Stored data
....

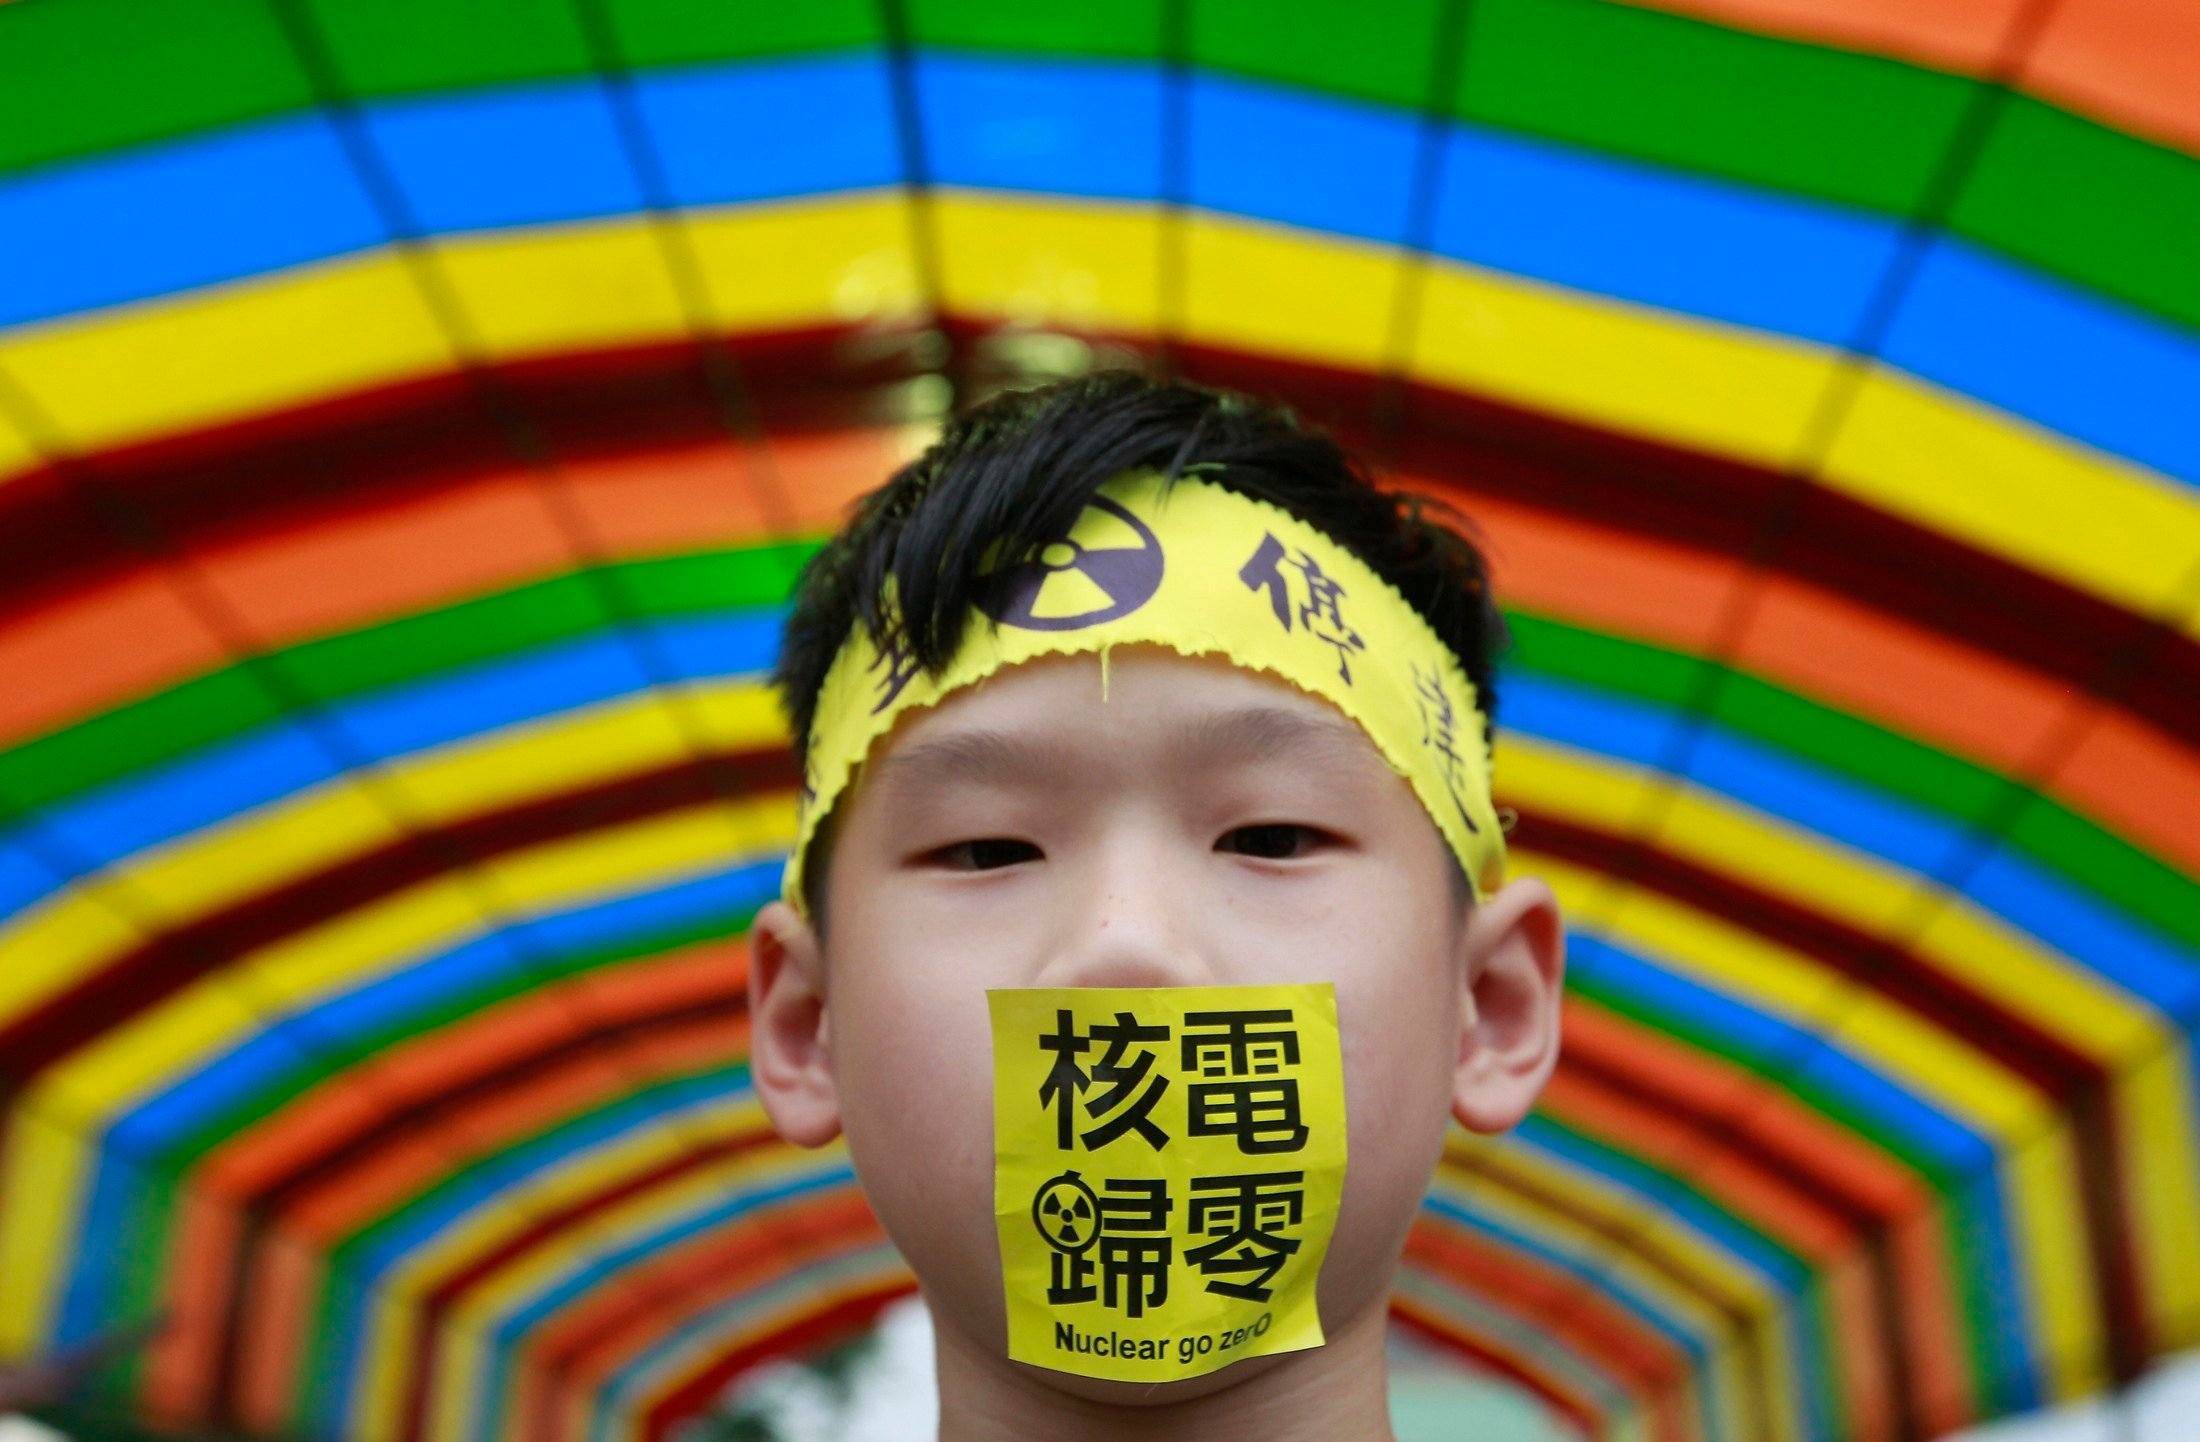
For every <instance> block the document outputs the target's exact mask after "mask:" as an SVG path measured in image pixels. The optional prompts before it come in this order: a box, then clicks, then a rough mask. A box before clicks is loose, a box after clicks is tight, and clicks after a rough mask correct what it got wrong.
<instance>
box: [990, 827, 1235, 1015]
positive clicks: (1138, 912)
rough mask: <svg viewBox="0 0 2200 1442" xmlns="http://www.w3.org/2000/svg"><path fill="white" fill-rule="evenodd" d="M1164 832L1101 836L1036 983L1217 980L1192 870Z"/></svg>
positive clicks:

....

Quote every line of the records above word for word, leaving out the pictures.

For every <instance> block the document outputs the target's exact mask after "mask:" as an SVG path measured in image pixels. The optional prompts before it come in this order: a box, then clicks, then a rough mask. A box before clicks is loose, a box after clicks is tight, and clicks after a rough mask correct what it got wrong.
<instance>
box: [990, 827, 1235, 1015]
positive clicks: (1138, 912)
rough mask: <svg viewBox="0 0 2200 1442" xmlns="http://www.w3.org/2000/svg"><path fill="white" fill-rule="evenodd" d="M1164 832L1101 836L1036 983L1217 980L1192 870Z"/></svg>
positive clicks:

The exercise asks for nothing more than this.